Goniothalamus nitidus
- Conservation status: Critically Endangered (IUCN 3.1)

Scientific classification
- Kingdom: Plantae
- Clade: Embryophytes
- Clade: Tracheophytes
- Clade: Spermatophytes
- Clade: Angiosperms
- Clade: Magnoliids
- Order: Magnoliales
- Family: Annonaceae
- Genus: Goniothalamus
- Species: G. nitidus
- Binomial name: Goniothalamus nitidus Merr.

= Goniothalamus nitidus =

- Genus: Goniothalamus
- Species: nitidus
- Authority: Merr.
- Conservation status: CR

Species of plant

Goniothalamus nitidus is a species of flowering plant in the family Annonaceae. It is a shrub or tree native to northern Borneo. Elmer Drew Merrill, the American botanist who first formally described the species, named it after its shining (nitidus in Latin) leaves.

==Description==
It is a tree reaching 7 meters in height. Its mature, dark branches are hairless. It's sparsely hairy to hairless petioles are 1 - 1.5 centimeters long. The leaves are olive-green, papery, oblong to elliptical, measuring 22-30 by 6-10 centimeters and shiny on both sides. The leaves come to a shallow, tapering tip and are pointed at their base. The upper surfaces of the leaves are hairless, while the lower surfaces are sparsely hairy to hairless. Each leaf has 17-20 pairs of secondary veins emanating from its midribs. The secondary veins are connected by arching veins 3-7 millimeters from the margin of the leaves. Its dark red flowers grow in clusters, or fascicles, from the trunk or on branches below the leaves. The flowers are on 1.5-2 centimeter-long pedicels that have sparse rust-colored hairs. The pedicels are subtended by oval to oblong bracts that are 2-2.5 millimeters long and covered in dense fine hairs. It's round to oval sepals are 1 by 1 centimeters have rounded or shallow, slightly tapered tips. The sepals are covered in fine hairs and have distinct venation. Its flowers have 6 petals in two rows of three. The narrowly elliptical outer petals are 6-6.5 to 1.5-2 centimeters and sparsely covered in fine hairs on both surfaces. The outer petals have a distinct midrib and finer secondary veins. The inner petals are 2.3 by 1 centimeters and are connected at their margins, forming a cone that is wider at the base and narrower at the top. The inner petals are hairless on their inner surfaces and covered in fine hairs on their outer surfaces. Its flowers have numerous stamen that are 3.5 millimeters long and taper to a sharp point at their tip. Its flowers have numerous pistils with oblong carpels that are 1.5 millimeters long and covered in fine hairs. The carpels have 1-2 ovules. Its hairless styles are 3 millimeters long with thickened tops. Its stigma has two lobes. Its oblong to oval, wrinkled, hairless fruit is 2 centimeters long with rounded tips and pointed bases. The fruit has 1-2 oval seeds that are 1.5 centimeters long.

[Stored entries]
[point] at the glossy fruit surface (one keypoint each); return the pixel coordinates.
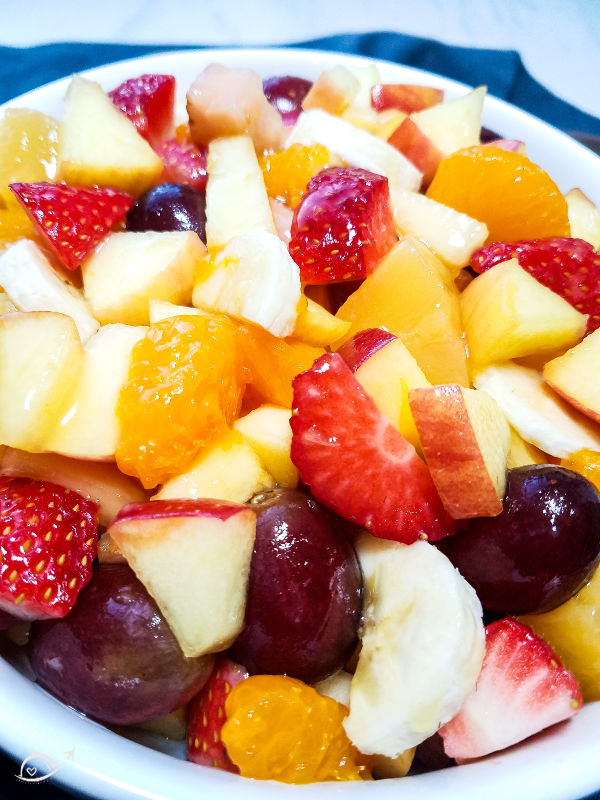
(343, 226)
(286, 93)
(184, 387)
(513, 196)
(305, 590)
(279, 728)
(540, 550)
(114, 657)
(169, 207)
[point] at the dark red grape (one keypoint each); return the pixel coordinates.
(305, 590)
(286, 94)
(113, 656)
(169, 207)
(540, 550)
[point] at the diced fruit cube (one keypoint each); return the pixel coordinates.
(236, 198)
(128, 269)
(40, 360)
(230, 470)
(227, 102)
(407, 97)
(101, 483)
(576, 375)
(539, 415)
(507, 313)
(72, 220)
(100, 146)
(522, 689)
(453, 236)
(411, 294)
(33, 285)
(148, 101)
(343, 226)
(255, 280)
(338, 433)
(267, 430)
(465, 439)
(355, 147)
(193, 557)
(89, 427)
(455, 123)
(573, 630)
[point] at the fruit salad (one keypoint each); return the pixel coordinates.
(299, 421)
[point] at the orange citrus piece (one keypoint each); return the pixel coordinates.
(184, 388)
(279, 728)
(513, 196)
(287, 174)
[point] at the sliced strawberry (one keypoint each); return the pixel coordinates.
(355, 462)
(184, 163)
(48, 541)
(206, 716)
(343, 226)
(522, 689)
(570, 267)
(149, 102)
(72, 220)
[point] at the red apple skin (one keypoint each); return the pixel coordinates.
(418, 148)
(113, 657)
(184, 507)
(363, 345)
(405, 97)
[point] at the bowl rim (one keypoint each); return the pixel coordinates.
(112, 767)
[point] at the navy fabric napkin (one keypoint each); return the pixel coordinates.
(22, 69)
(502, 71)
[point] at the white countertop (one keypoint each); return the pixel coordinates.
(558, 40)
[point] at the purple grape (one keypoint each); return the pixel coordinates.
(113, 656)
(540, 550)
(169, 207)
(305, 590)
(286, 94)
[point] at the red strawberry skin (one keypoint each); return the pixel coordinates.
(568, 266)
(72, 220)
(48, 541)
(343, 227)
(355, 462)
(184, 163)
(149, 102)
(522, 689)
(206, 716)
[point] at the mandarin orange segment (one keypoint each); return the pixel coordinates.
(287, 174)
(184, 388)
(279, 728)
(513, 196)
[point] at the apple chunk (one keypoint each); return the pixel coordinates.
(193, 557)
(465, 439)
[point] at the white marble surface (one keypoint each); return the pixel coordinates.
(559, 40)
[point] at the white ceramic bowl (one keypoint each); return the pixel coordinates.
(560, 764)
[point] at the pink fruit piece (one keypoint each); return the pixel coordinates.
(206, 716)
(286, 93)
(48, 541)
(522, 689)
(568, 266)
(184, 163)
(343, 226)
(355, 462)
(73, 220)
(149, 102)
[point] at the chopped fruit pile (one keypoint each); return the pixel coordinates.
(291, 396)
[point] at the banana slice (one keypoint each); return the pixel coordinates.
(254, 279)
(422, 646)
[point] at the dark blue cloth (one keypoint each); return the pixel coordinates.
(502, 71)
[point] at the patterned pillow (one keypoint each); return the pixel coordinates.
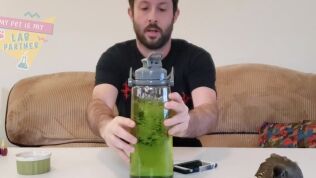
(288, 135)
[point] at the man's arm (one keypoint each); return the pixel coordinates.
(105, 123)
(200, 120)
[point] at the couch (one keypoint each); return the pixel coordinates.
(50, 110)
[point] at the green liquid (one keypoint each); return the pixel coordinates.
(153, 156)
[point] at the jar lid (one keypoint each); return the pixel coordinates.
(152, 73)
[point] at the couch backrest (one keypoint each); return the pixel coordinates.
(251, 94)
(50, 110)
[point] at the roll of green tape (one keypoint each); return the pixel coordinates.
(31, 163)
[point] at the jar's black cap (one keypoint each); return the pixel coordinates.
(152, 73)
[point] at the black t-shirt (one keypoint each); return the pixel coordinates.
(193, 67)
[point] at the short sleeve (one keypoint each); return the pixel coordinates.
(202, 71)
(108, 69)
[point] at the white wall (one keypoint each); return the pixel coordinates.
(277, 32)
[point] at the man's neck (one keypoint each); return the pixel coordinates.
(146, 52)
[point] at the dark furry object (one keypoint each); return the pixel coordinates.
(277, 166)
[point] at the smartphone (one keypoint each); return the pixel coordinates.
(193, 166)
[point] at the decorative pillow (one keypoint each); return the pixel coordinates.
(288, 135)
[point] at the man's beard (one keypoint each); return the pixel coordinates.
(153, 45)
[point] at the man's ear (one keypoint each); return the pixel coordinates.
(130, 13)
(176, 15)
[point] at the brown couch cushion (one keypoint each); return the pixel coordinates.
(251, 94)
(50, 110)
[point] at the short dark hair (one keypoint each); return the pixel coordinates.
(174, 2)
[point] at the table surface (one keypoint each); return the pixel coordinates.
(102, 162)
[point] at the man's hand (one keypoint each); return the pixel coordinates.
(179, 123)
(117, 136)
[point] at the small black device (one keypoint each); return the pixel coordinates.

==

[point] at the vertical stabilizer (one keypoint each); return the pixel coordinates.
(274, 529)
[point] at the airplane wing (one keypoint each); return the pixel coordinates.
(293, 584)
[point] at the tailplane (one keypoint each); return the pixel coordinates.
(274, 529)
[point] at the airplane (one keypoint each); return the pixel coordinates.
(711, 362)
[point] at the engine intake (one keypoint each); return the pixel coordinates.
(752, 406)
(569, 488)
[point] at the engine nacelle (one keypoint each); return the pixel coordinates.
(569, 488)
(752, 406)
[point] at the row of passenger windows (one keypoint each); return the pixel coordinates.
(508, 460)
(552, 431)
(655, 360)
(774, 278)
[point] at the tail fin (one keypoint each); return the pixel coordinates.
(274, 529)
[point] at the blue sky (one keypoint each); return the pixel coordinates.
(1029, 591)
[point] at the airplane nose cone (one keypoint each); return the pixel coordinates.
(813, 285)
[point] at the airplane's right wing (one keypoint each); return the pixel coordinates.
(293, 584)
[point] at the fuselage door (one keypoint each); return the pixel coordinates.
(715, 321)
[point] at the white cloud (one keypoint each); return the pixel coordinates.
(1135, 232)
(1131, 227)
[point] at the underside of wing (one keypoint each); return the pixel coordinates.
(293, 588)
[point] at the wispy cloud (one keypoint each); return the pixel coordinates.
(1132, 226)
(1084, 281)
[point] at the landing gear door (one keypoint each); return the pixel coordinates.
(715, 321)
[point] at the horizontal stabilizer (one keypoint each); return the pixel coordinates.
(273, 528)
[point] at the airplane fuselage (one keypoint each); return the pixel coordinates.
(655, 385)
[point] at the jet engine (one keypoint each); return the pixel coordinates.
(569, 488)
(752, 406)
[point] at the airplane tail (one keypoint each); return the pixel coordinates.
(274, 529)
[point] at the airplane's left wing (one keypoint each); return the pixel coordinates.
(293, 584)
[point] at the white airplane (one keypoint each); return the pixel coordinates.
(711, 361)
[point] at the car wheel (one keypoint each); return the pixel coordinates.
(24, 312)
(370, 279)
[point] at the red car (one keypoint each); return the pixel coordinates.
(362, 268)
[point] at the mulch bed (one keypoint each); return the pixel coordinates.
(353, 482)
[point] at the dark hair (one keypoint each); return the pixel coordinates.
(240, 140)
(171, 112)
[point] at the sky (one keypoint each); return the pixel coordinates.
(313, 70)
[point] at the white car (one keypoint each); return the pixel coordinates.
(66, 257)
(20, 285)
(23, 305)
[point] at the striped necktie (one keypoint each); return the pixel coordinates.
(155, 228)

---

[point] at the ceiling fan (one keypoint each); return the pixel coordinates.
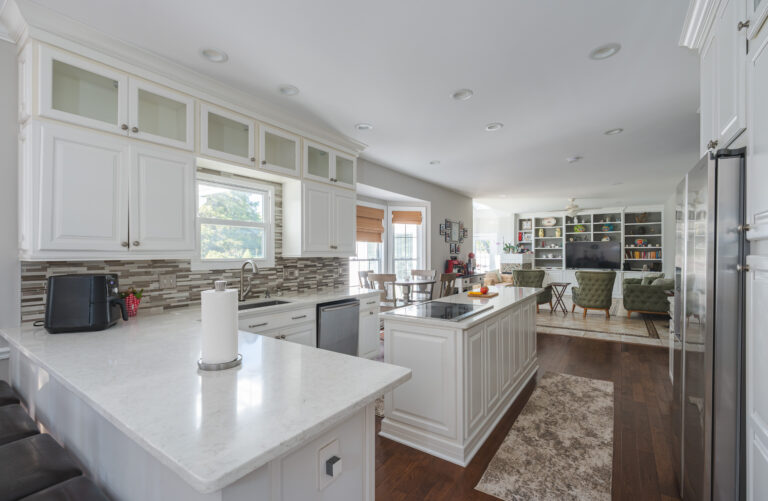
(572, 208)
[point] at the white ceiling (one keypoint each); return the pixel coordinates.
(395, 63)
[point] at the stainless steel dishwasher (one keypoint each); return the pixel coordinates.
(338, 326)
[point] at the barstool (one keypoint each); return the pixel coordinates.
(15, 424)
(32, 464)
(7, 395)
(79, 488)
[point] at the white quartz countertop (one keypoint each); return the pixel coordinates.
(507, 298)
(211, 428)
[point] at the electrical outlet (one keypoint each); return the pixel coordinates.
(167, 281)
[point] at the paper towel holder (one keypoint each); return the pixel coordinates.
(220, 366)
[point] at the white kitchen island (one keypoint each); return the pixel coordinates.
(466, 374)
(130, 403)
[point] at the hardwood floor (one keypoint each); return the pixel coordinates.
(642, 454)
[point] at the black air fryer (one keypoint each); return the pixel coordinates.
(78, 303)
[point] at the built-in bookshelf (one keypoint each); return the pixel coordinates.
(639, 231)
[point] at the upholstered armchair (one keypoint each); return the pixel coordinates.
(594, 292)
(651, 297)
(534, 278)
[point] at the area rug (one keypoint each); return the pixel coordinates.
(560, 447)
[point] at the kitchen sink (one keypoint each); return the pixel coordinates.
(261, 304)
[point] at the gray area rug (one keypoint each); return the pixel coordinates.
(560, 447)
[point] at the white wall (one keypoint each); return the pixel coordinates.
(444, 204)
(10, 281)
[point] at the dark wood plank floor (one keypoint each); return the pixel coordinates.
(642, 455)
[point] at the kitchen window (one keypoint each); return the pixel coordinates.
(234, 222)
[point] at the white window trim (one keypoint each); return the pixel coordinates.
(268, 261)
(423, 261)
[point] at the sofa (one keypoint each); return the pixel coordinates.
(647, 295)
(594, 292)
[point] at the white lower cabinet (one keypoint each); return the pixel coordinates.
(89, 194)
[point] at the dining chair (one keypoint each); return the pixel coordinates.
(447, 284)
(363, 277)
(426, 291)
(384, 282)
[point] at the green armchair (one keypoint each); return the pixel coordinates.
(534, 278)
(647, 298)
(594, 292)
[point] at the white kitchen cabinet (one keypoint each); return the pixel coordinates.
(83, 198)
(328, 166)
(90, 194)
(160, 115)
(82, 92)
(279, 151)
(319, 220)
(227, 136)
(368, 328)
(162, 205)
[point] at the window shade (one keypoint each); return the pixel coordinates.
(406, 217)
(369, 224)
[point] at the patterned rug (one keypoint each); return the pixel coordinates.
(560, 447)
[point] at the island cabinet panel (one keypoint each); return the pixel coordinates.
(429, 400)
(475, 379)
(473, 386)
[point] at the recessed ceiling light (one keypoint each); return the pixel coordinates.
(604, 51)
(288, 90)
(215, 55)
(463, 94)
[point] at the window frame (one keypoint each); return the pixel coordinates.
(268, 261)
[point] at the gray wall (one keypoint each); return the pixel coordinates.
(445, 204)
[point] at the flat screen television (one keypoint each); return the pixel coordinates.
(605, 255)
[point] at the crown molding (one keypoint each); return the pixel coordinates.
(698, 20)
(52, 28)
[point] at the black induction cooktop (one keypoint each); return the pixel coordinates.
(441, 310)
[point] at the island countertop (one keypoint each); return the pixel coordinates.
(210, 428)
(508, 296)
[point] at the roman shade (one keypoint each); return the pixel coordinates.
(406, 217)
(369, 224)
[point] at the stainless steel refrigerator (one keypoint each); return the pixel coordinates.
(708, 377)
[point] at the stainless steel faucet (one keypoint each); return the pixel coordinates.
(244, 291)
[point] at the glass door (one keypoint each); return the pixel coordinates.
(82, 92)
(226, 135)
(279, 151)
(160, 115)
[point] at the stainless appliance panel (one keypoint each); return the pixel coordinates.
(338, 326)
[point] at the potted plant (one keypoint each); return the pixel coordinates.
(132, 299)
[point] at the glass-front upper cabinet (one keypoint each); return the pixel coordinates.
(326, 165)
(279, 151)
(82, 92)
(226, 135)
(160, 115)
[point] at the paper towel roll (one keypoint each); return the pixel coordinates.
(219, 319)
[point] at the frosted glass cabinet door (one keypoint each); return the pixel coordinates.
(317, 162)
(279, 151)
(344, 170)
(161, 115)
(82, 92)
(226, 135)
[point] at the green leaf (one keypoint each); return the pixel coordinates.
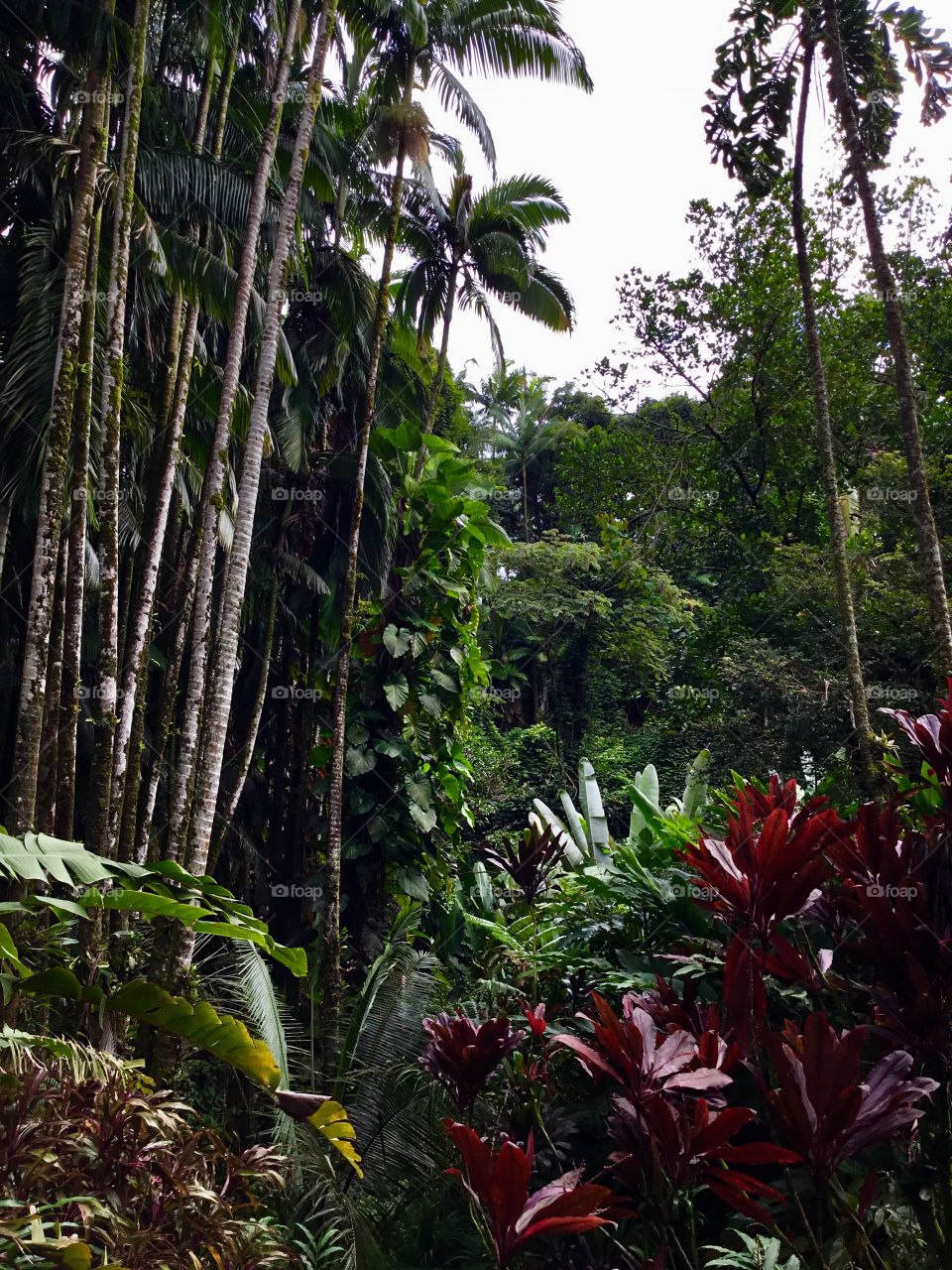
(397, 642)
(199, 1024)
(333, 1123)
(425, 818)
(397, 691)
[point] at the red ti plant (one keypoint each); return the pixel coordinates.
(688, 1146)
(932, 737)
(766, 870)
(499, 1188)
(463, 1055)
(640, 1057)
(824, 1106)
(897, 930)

EXERCISE DESCRIPTION: In the Goniothalamus nitidus text, switch "Magnoliales" to "Laurales" and give the section from "Scientific classification" to "Goniothalamus nitidus Merr.". Use only the Goniothalamus nitidus text.

RESULT BELOW:
Scientific classification
- Kingdom: Plantae
- Clade: Embryophytes
- Clade: Tracheophytes
- Clade: Spermatophytes
- Clade: Angiosperms
- Clade: Magnoliids
- Order: Laurales
- Family: Annonaceae
- Genus: Goniothalamus
- Species: G. nitidus
- Binomial name: Goniothalamus nitidus Merr.